• **Избранный фрагмент**:
Однако, сами по себе монеты мало что могут рассказать. «Монетная летопись» начинает говорить лишь во взаимосвязи с другими археологическими находками и местами обнаружения монет.
Но историки очень нечасто пользовались этими возможностями. Они видели в дирхемах почти исключительно датирующий материал. Их можно понять, это очень удобно: нашел дирхем, прочитал легенду и получил календарную дату. В отношении обстоятельств попадания монет в клад, в слой поселения или в комплекс, они, как правило, придерживалис одной из двух версий: либо военная опасность, заставляющая прятать ценности, либо культовая.
Распространенное мнение о культовом характере кладов, например, обосновывается следующим образом. В Южной Скандинавии множество находок: оружие, инструменты, ключи, ценности и монеты, около половины монетных кладов и большая часть железных изделий были обнаружены в реках и озерах, концентрируясь около устьев рек, мостов, на берегах озер или в прибрежных озерных водах. В некоторых случаях условия находок позволяют говорить, что вещи бросали в озеро с берега. Это считается формализованным действием, которое характеризует ритуал[18]. Между тем, первейшая возможная причина состоит в том, что эти вещи могли быть потеряны на берегу или с лодок, упали в воду в ходе боя, а также могли быть выброшены, к примеру, во избежание захвата их противником. На мой взгляд, в столь часто посещаемых местах, как устья рек, мосты и озера, бытовые либо военные причины утраты вещей смотрятся более убедительными.
Версия о культовом предназначении кладов применительно к варяжской эпохе легко опровергается тем, что кладов очень много – сотни, а количество монет в них исчисляется сотнями тысяч штук. Они распространены очень широко и повсеместно, от крупных портов до мелких отдаленных деревень, встречаются на дорогах и волоках. Клады чрезвычайно разнообразны по размеру и составу, от нескольких дирхемов до нескольких пудов серебра или 30–40 тысяч монет, для перевозки которых потребовался бы большой сундук или бочка. В кладах также есть вещи, а клады конца варяжской эпохи, со второй половины Х века, еще и смешанные, в них вместе с дирхемами есть монеты других типов.

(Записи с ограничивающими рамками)

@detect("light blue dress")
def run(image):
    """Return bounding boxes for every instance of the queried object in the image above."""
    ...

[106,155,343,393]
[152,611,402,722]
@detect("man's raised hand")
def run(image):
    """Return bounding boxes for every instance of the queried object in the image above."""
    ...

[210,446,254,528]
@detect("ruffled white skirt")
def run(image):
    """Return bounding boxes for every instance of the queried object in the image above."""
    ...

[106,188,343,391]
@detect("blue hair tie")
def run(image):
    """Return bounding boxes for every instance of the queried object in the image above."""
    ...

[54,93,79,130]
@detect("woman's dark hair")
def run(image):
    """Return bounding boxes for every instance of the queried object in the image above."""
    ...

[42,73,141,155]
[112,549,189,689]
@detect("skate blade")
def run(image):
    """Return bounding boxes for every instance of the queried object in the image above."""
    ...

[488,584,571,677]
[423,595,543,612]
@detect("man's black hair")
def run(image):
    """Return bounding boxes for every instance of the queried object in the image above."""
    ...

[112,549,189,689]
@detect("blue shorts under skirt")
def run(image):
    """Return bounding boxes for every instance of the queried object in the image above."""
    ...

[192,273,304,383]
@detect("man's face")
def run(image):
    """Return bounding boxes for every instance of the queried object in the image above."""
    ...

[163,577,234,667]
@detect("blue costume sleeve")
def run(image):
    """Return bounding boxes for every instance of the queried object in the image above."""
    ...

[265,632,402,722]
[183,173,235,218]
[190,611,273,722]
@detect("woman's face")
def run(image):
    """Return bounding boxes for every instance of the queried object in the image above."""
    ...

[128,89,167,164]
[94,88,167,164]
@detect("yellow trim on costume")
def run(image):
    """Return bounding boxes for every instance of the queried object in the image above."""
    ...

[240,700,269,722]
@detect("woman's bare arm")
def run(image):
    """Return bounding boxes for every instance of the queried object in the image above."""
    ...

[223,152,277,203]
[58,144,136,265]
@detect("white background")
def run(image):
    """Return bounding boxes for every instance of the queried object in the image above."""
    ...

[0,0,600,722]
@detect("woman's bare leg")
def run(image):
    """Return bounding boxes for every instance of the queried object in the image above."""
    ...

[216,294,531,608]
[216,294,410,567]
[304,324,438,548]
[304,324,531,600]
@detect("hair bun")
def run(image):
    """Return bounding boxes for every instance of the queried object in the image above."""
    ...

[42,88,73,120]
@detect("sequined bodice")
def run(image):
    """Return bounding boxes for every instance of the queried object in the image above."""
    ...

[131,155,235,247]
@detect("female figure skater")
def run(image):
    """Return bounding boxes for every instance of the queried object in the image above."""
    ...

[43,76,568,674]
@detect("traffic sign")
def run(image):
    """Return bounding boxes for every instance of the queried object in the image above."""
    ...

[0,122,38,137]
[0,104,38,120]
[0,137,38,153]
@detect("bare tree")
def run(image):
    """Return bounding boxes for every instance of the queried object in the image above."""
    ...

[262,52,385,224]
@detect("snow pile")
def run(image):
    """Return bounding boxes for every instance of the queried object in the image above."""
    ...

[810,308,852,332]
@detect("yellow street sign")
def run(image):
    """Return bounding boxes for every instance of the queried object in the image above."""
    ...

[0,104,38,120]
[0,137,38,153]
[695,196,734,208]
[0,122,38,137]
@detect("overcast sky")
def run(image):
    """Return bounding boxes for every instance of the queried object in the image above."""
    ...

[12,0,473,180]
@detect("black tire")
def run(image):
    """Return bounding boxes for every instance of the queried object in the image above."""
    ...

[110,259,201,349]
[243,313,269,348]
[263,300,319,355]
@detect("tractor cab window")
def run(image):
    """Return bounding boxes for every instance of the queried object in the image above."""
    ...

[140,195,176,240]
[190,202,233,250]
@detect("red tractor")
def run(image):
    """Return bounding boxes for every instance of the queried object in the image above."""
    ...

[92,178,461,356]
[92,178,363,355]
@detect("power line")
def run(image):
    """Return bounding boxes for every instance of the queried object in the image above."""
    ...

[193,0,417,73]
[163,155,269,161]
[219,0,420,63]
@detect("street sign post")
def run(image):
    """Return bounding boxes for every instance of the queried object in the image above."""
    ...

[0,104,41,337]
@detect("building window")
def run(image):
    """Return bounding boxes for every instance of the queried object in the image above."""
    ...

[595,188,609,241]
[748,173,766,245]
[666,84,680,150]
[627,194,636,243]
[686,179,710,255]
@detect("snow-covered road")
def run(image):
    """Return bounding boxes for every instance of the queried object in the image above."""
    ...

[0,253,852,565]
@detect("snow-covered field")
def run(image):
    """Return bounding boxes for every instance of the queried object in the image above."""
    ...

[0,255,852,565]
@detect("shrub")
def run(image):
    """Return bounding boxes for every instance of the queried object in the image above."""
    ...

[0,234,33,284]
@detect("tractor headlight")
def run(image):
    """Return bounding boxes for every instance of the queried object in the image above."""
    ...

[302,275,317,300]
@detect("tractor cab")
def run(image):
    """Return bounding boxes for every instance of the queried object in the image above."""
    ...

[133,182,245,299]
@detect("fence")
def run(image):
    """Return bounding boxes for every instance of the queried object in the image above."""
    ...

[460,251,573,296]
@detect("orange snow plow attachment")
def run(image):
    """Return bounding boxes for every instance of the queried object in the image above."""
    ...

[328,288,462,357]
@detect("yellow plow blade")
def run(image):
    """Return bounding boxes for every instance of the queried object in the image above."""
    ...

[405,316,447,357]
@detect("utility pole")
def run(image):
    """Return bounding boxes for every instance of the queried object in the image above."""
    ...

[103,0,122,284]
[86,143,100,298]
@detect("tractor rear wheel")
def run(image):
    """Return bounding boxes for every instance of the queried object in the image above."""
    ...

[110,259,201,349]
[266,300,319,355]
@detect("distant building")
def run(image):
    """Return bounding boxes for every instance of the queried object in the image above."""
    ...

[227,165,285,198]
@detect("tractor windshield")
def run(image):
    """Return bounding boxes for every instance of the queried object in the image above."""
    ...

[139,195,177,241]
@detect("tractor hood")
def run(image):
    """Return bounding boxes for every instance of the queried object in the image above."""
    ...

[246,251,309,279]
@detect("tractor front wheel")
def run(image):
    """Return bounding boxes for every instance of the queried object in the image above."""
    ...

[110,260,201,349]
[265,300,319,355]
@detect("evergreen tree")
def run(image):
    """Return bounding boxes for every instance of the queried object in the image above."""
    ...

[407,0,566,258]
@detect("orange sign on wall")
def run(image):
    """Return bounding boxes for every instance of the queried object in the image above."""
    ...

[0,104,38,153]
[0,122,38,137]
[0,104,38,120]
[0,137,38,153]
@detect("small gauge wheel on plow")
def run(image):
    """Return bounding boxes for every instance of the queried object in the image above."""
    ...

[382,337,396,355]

• **Перечень заданий**:
1 – Представьте в виде JSON-списка строк всё, что идёт в списке от самого его начала вниз до строки, содержащей "[54,93,79,130]", включительно. Каждой строке должна соответствовать одна строка списка, пустые строки следует опустить.
2 – Продолжите текст о монетных кладах варяжской эпохи, начав сразу после его последнего предложения.

• **Ответы по заданиям**:
1 –
[
  "@detect(\"light blue dress\")",
  "def run(image):",
  "    \"\"\"Return bounding boxes for every instance of the queried object in the image above.\"\"\"",
  "    ...",
  "[106,155,343,393]",
  "[152,611,402,722]",
  "@detect(\"man's raised hand\")",
  "def run(image):",
  "    \"\"\"Return bounding boxes for every instance of the queried object in the image above.\"\"\"",
  "    ...",
  "[210,446,254,528]",
  "@detect(\"ruffled white skirt\")",
  "def run(image):",
  "    \"\"\"Return bounding boxes for every instance of the queried object in the image above.\"\"\"",
  "    ...",
  "[106,188,343,391]",
  "@detect(\"blue hair tie\")",
  "def run(image):",
  "    \"\"\"Return bounding boxes for every instance of the queried object in the image above.\"\"\"",
  "    ...",
  "[54,93,79,130]"
]

2 –
Если клады были бы культовыми, то они имели бы сходство по составу, по количеству монет и по месту находки. Клады культового назначения были бы очень похожими друг на друга. Культовые клады не оставляли бы где попало[19], но либо в определенных местах, либо в объектах культового назначения. В нашем случае нет ни того, ни другого, да и вообще очень трудно назвать хотя бы один скандинавский клад определенно культового характера.
Потому версия о культовом предназначении монетных кладов отставляется по причине ее недоказанности и явной надуманности. С первой версией, что часть кладов была оставлена ввиду военной опасности, стоит согласиться, хотя нужно сразу сказать, что местонахождение находки иногда может указать на характер военной опасности, то есть дать сведения исторической важности.
В литературе вроде бы не оспаривается представление об арабских дирхемах как о платежном средстве, а иногда даже прямо утверждается[20]. Монет очень много, клады и находки – это лишь небольшая часть монет, находившихся в обороте. По современным оценкам, годовая выручка купцов-русов на пике торговли достигала 1,25 млн дирхемов[21]. В обороте могли находится десятки, если не сотни миллионов дирхемов. К тому же есть такие свидетельства обращения дирхемов в качестве платежного средства, как находки частей монет или резан[22], карманные весы и гирьки для взвешивания серебра. Это веские и бесспорные аргументы.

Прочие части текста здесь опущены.